読解文:
++++++
Navigator:佐々木 秀男 H i d e o S a s a k i

佐々木秀男

16歳の時より元N響首席奏者の中博昭氏よりコントラバスの手ほどきを受ける。1986年国立音楽大学入学、3年次に洗足学園大学に編入、最優秀の成績で卒業。フリー奏者として活動しながら、1996年東京芸術大学別科入学。'92、'94、'02年にソロコンサート、'97年にジョイントリサイタルを開催。2014年チェコの名門弦楽四重奏団であるシュターミッツクヮルテットとシューベルトのピアノ五重奏曲「鱒」を東京・福島にて演奏。大学在学中より、関西フィル、東京フィル、東響、群響、神奈川フィル、O.E.金沢、シエナウィンドオーケストラ等、全国の主要オーケストラにて研鑚を積む。コントラバスを、中博昭、故・江口朝彦、永島義男の各氏に師事。洗足学園在学中にゲリー・カー氏の公開レッスンを受講、好評を得る。

初めて楽器に触れる人に覚えてほしいこと3つ

①楽器の置き方

 まずどこの学校でも気になるのが、楽器の置き方ですね。音楽室でもホールでも床に寝かせている学校がほとんどです。でも横にすると、ヘッドからエンドピンまで2mもの場所を占領する他、ヘッドを蹴飛ばされたりエンドピンに引っ掛けられたりと、いいことがありません。大切なコントラバスを壊されたりピンに引っ掛けた人が怪我をしたりするので、必ず椅子に立てかけるようにしてください。

置き方は自分から見て左脇に椅子を置き、裏板を手前にして立てかけます(写真①)。これはすぐに手に取って弾けるような向きであると同時に、魂柱(こんちゅう)が下側になるようにするためです。倉庫などに保管するときには必ずケースに入れて専用のスタンドに立てます。

【写真①】


スタンドがなければ床に寝かせるのも仕方ありませんが、駒が壁側になるように、魂柱が下になるように置きます。 弓の置き方ですが、練習中の休憩などでは指板とE弦の間に挟んでおくとよいでしょう。f字孔に差したり駒の丸い穴にスクリュー(弓元にある、毛の張り具合を回して調節できるところ)を差し込んで置いておくと、表板や駒を破損したり弓自体を折ったりしますのでやめましょう。手持無沙汰だからと杖みたいに床を突いている人がいますが言語道断です! 弓を保管するときは、毛を緩めてスティックに付着した松脂をふき取ってから弓ケースにしまってください。ときどき毛を拭いている人がいますが、それは必要ありません。
++++++
提供データ:
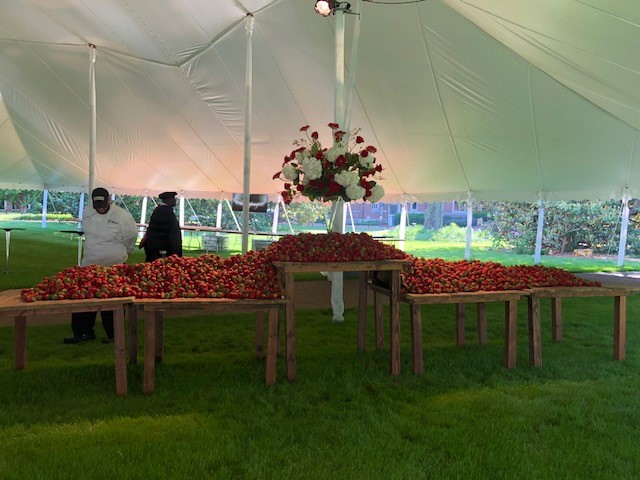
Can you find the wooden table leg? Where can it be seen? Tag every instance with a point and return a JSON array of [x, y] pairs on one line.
[[416, 339], [362, 310], [510, 332], [481, 308], [260, 334], [556, 319], [460, 323], [133, 334], [120, 351], [535, 331], [394, 324], [290, 327], [619, 327], [159, 316], [379, 325], [149, 352], [20, 324], [272, 347]]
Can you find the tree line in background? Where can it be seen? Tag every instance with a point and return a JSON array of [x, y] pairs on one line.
[[567, 225]]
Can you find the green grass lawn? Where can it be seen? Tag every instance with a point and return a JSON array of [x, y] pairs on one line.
[[211, 416]]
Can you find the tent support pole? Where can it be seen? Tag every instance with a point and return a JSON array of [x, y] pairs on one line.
[[276, 214], [143, 215], [92, 121], [219, 215], [623, 230], [538, 251], [402, 234], [467, 250], [247, 136], [45, 200], [80, 211]]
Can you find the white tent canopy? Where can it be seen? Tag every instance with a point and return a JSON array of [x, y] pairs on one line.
[[488, 99]]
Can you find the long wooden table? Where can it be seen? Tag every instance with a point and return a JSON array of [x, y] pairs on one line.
[[556, 294], [154, 310], [415, 301], [12, 305], [286, 271]]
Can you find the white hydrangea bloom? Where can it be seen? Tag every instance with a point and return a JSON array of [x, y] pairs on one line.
[[366, 162], [301, 156], [377, 192], [354, 192], [312, 168], [346, 178], [334, 152], [289, 172]]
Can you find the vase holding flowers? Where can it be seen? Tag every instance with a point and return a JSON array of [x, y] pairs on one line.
[[345, 171]]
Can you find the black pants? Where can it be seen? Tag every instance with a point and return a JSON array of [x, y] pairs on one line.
[[83, 322]]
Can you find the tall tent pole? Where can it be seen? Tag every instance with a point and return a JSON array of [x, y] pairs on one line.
[[622, 247], [276, 214], [538, 251], [80, 211], [45, 200], [467, 250], [143, 215], [247, 136], [336, 278], [92, 120], [402, 231], [219, 215], [350, 93]]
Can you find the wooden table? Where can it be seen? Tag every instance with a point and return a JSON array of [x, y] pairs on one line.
[[556, 294], [509, 297], [287, 270], [154, 310], [12, 305]]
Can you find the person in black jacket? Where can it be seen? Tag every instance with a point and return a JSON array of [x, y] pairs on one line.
[[163, 237]]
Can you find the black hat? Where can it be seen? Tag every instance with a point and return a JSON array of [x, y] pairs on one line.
[[167, 195], [100, 198]]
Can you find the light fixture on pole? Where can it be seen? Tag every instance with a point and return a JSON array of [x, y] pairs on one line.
[[328, 7]]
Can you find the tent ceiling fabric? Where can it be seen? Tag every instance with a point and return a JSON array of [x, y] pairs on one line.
[[487, 99]]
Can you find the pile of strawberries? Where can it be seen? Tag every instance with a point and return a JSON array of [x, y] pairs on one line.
[[208, 276], [435, 275], [253, 275]]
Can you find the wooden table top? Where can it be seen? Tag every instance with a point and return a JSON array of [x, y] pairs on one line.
[[371, 265], [12, 304], [582, 291]]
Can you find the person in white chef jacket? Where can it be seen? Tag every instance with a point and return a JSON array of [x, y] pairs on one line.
[[110, 236]]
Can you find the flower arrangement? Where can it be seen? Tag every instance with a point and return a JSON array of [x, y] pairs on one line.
[[344, 171]]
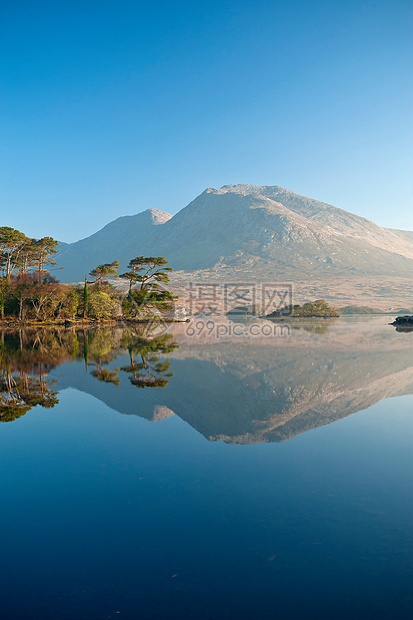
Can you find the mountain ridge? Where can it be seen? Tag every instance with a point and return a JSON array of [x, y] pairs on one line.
[[249, 229]]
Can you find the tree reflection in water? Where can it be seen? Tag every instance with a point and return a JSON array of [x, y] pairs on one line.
[[28, 355]]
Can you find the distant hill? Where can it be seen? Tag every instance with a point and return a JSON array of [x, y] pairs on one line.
[[267, 231]]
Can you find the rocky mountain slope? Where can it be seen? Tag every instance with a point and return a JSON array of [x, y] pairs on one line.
[[267, 231]]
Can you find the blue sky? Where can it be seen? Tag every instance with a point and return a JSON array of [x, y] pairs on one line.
[[108, 108]]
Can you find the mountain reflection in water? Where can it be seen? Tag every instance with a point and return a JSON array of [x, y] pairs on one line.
[[28, 356], [245, 390]]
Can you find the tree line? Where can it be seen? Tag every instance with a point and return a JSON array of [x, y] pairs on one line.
[[29, 291]]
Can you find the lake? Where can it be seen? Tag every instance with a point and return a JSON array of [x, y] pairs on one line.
[[207, 475]]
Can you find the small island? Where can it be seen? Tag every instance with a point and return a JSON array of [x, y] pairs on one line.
[[403, 323]]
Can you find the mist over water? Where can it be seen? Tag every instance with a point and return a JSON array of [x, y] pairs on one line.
[[247, 477]]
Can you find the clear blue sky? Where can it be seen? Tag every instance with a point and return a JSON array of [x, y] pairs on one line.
[[108, 108]]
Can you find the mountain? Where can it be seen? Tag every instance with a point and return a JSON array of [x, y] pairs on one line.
[[246, 229], [120, 239]]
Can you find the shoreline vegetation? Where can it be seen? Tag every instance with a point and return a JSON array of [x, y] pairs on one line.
[[31, 295]]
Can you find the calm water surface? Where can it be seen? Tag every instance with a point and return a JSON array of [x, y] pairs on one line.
[[245, 479]]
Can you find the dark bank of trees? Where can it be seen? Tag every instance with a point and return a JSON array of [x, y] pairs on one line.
[[30, 292]]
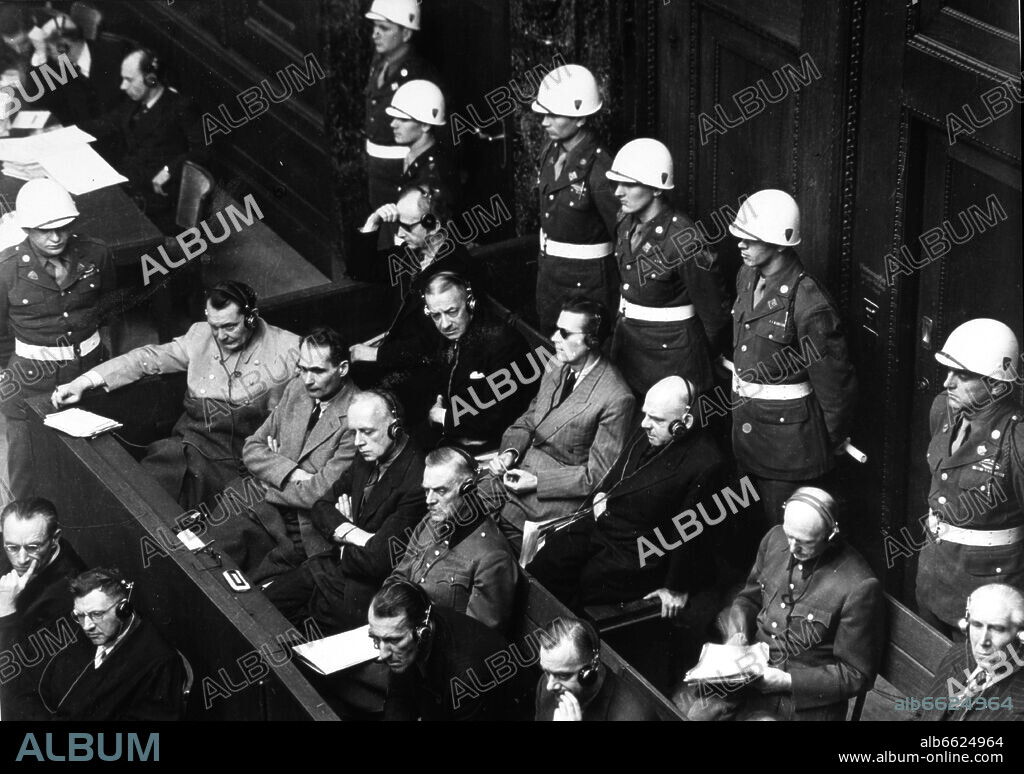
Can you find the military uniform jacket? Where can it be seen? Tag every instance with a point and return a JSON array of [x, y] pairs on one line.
[[580, 207], [412, 67], [826, 631], [35, 310], [466, 567], [793, 336], [981, 486]]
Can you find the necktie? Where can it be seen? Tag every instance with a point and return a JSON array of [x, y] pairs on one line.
[[567, 387], [560, 162], [961, 436], [759, 289], [313, 418]]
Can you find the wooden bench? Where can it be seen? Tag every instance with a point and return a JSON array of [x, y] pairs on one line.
[[912, 652]]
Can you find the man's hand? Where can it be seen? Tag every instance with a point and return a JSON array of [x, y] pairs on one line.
[[361, 353], [568, 707], [344, 506], [519, 481], [69, 394], [12, 585], [437, 412], [672, 602], [774, 681], [162, 178], [384, 214], [500, 465]]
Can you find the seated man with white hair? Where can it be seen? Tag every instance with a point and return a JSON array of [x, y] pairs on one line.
[[983, 681], [813, 600]]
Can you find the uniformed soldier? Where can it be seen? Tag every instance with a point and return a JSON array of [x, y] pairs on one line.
[[578, 208], [50, 291], [794, 385], [394, 62], [674, 309], [976, 457]]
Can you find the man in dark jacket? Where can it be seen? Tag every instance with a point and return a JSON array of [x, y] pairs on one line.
[[370, 511], [34, 600], [120, 669]]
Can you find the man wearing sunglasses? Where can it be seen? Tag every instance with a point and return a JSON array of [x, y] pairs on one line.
[[120, 669], [34, 598]]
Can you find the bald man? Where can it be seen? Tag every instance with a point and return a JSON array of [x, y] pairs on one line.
[[815, 603], [982, 678], [669, 466]]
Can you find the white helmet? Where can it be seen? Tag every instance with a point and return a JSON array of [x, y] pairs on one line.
[[402, 12], [643, 161], [771, 216], [418, 100], [982, 346], [44, 204], [569, 90]]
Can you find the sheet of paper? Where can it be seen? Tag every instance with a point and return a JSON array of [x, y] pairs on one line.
[[81, 170], [338, 652], [729, 663]]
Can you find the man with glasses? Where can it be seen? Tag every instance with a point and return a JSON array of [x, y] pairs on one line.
[[119, 669], [816, 605], [52, 288], [295, 456], [561, 446], [34, 599]]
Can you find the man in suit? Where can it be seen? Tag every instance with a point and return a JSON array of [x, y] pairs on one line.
[[120, 669], [160, 130], [670, 467], [479, 371], [812, 599], [34, 599], [295, 455], [981, 679], [572, 431], [370, 512]]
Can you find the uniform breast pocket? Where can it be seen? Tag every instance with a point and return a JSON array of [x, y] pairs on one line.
[[455, 588]]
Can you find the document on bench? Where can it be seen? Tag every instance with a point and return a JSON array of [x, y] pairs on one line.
[[80, 423], [733, 664], [338, 652]]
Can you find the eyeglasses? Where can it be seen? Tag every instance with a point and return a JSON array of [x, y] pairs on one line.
[[94, 615]]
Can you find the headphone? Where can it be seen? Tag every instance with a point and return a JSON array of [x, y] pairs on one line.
[[148, 63], [823, 508], [457, 280], [124, 609], [397, 426], [244, 296], [964, 624]]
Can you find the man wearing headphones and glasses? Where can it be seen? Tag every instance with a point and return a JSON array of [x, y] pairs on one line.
[[432, 654], [120, 669], [813, 600], [667, 467], [238, 369], [34, 596], [576, 686], [981, 679]]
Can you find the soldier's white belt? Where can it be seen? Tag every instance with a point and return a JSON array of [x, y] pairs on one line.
[[568, 250], [770, 391], [386, 152], [984, 538], [36, 352], [655, 314]]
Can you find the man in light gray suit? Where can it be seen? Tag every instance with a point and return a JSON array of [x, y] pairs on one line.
[[295, 456], [572, 431]]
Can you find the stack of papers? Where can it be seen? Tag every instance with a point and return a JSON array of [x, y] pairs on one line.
[[729, 664], [80, 423], [338, 652]]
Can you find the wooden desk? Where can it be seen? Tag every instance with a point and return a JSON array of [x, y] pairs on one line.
[[108, 214], [114, 515]]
++++++
取り組む課題:
[1] 上のエントリから、「black」という語を含む行をすべて選び出し、そのまま書き写しなさい。
[2] コントラバスの扱い方についての文章を、最後の文の後から書き継ぎなさい。

課題別の解答:
[1]
Can you find the black pants? Where can it be seen? Tag every instance with a point and return a JSON array of [x, y] pairs on one line.
Can you find the person in black jacket? Where can it be seen? Tag every instance with a point and return a JSON array of [x, y] pairs on one line.
Can you find the black hat? Where can it be seen? Tag every instance with a point and return a JSON array of [x, y] pairs on one line.

[2]
②楽器の運び方

次に楽器と弓の運び方ですが、同じフロアでの移動であれば、むき出しでもよいでしょう。ただし、譜面台などの硬いものとは一緒に持たないでください。面倒でも分けて運んでくださいね。別フロアや移動距離が長いときは、ケースに入れたまま運びましょう。ケースが壊れている場合はすぐに買い替えなくてはいけません。10mm程度以上のウレタンが入ったしっかりしたものを選んでください。

③楽器の調整

もう一つ気になるのが楽器の調整。調整といっても難しいことではありません。まず駒ですが、f字孔の真ん中あたりにある切れ込みの、内側の切れ込み同士を結んだラインと駒のてっぺんが一直線に並ぶようになっていれば上下はOKです(写真②)。左右はG弦とE弦から指板の端までの間隔が同じならよいでしょう。そして弦高(弦の高さ)は、指板の終わりの部分で計ってG弦で7㎜から10㎜、E弦で10㎜から14㎜程度であれば問題ないでしょう。もし、これらが狂っていたら弦楽器の専門店で調整してもらってください。

【写真②】


 

音を出してみよう!

①弓の張り方

楽器の扱い方がわかったところで、今度は音の出し方です。よく質問されるのが、松脂のつけ方、弓の張り方ですね。松脂は練習前に、根元から弓先に向かってしっかり押し付けながら2~3回こすれば十分です。たくさんつけたからといって大きな音は出ませんよ! 弓の張り方は説明が難しいのですが、弓先のチップのところを「トン」と叩いて毛がブーンと鳴るくらい、しっかり張ったほうがよいでしょう。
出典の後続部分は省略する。